- _WRITTEN REQUEST_
Reproduce the data from the line with "Can you find the tall" to the line with "<point>352,224</point>", substituting "grassy slope" for "grassy bank" and leaving all else unchanged.

__________________________________________________

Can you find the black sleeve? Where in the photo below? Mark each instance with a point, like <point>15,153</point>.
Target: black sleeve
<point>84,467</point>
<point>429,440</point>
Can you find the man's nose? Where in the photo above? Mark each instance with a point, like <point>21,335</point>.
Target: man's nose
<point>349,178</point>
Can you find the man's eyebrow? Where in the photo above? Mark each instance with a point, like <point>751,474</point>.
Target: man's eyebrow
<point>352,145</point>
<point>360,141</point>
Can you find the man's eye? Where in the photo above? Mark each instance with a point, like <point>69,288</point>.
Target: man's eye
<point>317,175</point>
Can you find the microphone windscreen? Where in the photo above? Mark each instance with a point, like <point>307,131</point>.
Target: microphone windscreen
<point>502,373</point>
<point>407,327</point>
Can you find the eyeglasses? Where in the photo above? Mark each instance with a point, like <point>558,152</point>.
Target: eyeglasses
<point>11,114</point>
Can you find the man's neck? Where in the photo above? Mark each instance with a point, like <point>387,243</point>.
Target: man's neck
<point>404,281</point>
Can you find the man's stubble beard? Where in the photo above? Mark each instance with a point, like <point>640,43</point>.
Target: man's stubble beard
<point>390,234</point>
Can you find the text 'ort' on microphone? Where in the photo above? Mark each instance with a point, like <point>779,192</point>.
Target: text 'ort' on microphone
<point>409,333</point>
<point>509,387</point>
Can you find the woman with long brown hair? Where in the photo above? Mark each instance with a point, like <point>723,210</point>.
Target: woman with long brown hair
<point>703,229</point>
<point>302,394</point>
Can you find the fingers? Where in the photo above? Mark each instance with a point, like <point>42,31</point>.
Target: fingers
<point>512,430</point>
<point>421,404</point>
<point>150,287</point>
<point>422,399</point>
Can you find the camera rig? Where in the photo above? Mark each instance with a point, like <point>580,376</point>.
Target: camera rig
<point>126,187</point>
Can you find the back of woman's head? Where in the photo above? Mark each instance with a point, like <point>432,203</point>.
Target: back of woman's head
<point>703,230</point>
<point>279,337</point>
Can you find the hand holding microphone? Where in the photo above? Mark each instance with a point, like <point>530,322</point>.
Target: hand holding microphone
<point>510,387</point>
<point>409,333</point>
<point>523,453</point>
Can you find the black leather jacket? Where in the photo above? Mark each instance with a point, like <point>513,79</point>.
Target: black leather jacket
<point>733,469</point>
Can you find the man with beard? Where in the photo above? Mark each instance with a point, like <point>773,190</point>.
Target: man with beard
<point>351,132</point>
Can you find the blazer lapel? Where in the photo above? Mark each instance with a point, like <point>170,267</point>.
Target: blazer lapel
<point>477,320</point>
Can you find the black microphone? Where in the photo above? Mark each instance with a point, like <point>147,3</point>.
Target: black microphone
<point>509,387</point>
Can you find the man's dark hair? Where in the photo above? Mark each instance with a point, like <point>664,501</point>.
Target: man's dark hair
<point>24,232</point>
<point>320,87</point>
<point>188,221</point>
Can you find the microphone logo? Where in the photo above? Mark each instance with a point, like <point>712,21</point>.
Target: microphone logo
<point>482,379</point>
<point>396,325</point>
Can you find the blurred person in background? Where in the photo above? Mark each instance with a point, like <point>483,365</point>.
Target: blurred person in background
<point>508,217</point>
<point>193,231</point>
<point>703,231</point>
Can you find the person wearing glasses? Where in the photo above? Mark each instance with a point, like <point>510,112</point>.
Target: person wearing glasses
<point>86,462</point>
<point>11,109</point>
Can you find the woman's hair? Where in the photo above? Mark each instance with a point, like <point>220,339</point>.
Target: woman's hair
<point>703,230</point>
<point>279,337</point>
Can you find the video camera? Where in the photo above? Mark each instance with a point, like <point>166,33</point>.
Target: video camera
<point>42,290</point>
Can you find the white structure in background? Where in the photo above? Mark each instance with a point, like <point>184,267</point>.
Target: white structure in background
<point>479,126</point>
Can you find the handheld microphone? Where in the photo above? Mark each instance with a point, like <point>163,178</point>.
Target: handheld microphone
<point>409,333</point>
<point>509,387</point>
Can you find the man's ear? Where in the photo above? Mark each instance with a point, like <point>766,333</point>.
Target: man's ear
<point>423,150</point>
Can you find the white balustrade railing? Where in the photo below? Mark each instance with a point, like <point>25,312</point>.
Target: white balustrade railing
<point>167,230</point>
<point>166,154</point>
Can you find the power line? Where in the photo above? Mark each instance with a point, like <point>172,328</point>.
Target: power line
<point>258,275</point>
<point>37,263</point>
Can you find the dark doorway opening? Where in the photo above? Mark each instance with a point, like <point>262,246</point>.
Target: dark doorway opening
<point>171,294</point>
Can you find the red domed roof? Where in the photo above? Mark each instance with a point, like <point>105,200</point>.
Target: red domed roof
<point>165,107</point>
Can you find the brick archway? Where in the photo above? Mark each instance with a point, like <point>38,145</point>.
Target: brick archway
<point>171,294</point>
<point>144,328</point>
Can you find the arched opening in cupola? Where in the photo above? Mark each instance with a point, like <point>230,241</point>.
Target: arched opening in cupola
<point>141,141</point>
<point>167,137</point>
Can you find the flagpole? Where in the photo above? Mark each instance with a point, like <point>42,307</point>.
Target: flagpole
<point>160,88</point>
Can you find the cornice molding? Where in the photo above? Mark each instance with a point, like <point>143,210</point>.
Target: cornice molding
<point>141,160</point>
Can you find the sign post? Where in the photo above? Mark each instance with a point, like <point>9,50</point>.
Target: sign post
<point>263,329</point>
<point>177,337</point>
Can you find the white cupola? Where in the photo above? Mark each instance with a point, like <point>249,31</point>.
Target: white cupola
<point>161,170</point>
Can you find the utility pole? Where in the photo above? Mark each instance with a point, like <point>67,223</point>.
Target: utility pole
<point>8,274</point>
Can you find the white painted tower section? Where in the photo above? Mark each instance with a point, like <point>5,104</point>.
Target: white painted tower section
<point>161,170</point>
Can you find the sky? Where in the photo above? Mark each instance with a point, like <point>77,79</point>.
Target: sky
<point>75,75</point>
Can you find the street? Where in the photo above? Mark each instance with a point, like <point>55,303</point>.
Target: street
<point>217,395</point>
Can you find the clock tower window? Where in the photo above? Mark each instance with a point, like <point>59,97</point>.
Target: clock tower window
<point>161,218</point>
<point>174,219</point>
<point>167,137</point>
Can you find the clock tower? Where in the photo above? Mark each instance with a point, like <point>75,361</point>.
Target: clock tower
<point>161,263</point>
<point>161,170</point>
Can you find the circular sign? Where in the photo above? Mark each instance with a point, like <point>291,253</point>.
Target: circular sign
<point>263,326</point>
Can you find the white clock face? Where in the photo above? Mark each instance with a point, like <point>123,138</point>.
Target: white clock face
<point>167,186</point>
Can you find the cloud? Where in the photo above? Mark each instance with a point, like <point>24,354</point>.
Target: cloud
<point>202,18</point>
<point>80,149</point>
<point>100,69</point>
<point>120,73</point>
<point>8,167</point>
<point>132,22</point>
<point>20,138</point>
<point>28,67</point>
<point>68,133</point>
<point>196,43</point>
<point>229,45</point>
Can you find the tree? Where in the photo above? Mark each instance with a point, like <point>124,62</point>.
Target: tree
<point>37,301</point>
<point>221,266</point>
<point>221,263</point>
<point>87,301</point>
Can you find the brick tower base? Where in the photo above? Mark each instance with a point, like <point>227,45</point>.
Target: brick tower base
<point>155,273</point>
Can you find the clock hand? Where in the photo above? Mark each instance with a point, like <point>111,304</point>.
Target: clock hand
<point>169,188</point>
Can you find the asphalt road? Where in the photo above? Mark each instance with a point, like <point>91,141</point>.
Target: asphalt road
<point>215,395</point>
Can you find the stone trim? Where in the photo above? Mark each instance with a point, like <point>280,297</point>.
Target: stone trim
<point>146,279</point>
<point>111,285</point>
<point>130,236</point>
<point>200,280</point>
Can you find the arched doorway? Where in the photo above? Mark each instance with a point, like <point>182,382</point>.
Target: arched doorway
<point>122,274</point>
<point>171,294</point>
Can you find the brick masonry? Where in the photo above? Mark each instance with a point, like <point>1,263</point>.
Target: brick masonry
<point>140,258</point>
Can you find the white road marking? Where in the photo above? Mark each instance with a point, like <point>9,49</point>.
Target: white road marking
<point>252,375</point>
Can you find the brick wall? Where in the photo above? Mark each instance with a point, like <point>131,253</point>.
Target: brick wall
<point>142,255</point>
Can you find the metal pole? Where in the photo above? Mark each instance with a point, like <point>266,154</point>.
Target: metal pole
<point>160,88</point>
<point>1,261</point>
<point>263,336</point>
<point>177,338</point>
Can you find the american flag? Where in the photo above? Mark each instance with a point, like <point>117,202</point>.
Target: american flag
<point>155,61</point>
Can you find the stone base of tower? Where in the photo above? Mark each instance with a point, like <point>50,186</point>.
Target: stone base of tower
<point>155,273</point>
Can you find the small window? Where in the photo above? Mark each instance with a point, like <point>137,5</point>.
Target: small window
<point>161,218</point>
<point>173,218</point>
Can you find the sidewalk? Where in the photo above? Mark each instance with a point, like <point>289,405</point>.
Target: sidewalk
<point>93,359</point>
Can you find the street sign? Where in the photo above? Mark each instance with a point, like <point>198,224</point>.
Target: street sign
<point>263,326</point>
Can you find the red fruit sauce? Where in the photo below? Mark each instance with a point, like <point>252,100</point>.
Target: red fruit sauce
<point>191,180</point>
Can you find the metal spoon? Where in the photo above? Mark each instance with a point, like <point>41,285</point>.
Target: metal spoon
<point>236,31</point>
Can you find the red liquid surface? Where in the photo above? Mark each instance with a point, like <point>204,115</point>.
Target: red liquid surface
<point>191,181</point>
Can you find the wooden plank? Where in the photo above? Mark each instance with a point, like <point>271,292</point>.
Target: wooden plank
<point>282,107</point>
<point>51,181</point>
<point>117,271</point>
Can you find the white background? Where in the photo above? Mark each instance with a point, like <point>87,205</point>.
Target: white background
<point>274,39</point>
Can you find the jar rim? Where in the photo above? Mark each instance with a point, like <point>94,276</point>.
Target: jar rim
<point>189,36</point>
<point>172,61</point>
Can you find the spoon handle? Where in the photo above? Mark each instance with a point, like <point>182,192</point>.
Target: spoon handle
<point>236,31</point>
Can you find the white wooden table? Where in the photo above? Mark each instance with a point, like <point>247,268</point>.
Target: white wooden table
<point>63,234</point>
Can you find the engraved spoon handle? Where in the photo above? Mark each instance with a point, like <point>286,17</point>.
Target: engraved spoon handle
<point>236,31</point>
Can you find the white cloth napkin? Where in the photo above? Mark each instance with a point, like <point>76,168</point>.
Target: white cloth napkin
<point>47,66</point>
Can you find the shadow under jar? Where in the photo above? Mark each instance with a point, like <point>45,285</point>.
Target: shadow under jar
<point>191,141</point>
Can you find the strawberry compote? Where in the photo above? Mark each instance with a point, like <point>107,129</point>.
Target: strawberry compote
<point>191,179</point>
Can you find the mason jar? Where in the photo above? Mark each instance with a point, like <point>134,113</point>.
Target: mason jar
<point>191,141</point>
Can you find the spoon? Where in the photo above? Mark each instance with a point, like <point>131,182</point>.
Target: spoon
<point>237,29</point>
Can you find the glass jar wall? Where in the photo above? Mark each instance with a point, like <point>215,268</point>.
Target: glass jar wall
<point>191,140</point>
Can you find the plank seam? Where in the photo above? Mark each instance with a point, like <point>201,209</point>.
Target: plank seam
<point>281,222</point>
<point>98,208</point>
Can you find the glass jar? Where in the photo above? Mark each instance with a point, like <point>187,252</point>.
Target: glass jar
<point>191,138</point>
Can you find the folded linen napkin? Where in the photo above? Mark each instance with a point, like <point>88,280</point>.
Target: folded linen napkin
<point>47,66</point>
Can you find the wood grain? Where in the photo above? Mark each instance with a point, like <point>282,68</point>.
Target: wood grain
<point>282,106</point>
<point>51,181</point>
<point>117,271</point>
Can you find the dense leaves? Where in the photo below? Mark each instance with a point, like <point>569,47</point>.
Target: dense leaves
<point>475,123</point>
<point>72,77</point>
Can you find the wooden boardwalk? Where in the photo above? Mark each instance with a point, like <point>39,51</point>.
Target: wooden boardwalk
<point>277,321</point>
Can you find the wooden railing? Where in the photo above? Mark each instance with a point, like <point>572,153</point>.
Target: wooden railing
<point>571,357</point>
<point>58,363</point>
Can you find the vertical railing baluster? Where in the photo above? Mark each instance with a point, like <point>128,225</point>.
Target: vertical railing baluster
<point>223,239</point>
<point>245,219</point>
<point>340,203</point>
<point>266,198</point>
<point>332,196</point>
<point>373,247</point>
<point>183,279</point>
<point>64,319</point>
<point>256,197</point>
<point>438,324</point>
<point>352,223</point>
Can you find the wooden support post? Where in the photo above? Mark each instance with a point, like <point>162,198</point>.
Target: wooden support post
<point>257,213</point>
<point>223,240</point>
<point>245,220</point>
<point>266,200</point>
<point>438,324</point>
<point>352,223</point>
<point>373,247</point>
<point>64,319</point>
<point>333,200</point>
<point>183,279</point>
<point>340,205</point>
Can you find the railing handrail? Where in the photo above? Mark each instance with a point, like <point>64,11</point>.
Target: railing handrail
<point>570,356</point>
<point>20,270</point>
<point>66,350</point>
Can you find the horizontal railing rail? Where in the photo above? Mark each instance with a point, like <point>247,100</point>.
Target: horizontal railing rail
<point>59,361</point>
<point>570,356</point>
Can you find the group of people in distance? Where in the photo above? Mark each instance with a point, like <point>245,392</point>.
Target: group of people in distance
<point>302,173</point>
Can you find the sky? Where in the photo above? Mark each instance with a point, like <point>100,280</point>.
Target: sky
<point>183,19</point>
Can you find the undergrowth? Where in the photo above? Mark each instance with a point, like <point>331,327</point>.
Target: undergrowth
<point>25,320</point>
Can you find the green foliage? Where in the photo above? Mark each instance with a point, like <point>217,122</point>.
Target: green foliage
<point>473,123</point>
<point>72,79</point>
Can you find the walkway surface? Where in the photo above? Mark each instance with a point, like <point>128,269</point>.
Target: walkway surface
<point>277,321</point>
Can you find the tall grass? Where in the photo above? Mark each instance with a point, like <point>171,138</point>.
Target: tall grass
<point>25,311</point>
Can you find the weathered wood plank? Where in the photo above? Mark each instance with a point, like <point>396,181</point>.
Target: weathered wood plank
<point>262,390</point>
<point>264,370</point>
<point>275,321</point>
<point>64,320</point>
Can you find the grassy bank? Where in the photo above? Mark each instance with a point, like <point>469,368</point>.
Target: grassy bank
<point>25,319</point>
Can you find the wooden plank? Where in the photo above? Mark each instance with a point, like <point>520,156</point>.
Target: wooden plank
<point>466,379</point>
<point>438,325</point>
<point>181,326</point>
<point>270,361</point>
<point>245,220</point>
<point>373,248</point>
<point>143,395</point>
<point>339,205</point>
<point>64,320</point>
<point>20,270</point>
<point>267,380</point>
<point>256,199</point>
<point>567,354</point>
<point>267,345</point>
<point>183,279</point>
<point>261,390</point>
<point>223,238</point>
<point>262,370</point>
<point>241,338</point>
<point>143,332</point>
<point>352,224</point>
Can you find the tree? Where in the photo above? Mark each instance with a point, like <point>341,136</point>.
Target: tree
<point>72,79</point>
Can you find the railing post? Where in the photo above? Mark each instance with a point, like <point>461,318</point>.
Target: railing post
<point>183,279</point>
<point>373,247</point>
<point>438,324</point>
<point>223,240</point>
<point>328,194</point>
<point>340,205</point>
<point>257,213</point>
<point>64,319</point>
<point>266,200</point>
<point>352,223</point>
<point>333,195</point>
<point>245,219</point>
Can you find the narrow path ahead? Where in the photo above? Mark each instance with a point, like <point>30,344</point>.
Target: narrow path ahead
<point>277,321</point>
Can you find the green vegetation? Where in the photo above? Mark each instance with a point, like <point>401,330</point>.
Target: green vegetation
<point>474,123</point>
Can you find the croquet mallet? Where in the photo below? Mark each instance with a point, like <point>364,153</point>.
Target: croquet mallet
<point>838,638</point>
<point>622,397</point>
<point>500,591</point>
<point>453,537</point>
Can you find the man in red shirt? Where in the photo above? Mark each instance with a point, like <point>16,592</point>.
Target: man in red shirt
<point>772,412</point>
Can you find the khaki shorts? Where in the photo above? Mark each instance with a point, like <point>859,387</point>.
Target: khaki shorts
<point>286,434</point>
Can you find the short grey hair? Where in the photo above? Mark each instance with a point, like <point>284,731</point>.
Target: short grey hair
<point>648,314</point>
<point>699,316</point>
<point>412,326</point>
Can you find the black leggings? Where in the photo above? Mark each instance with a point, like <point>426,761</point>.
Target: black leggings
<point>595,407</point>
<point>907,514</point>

__________________________________________________

- _EXPECTED ANSWER_
Can you find the tall grass? Where in the photo above? Mark each instance with a point, like <point>171,138</point>.
Target: tall grass
<point>25,311</point>
Can you find the weathered wood plank? Where in the photo above? Mark each instance with a point, like <point>396,181</point>.
Target: weathered wood plank
<point>262,390</point>
<point>264,370</point>
<point>275,321</point>
<point>64,320</point>
Can you find the grassy slope? Where in the photo above? Mark each instance with a point, like <point>469,368</point>.
Target: grassy slope
<point>25,319</point>
Can you find the wooden plank? Where in the photo above? Mark each instance with a point, like <point>520,156</point>.
Target: wooden plank
<point>466,379</point>
<point>438,325</point>
<point>181,326</point>
<point>270,361</point>
<point>245,220</point>
<point>373,248</point>
<point>143,395</point>
<point>339,205</point>
<point>64,320</point>
<point>20,270</point>
<point>267,380</point>
<point>256,199</point>
<point>567,354</point>
<point>267,345</point>
<point>183,279</point>
<point>261,390</point>
<point>223,238</point>
<point>262,370</point>
<point>241,338</point>
<point>143,332</point>
<point>352,224</point>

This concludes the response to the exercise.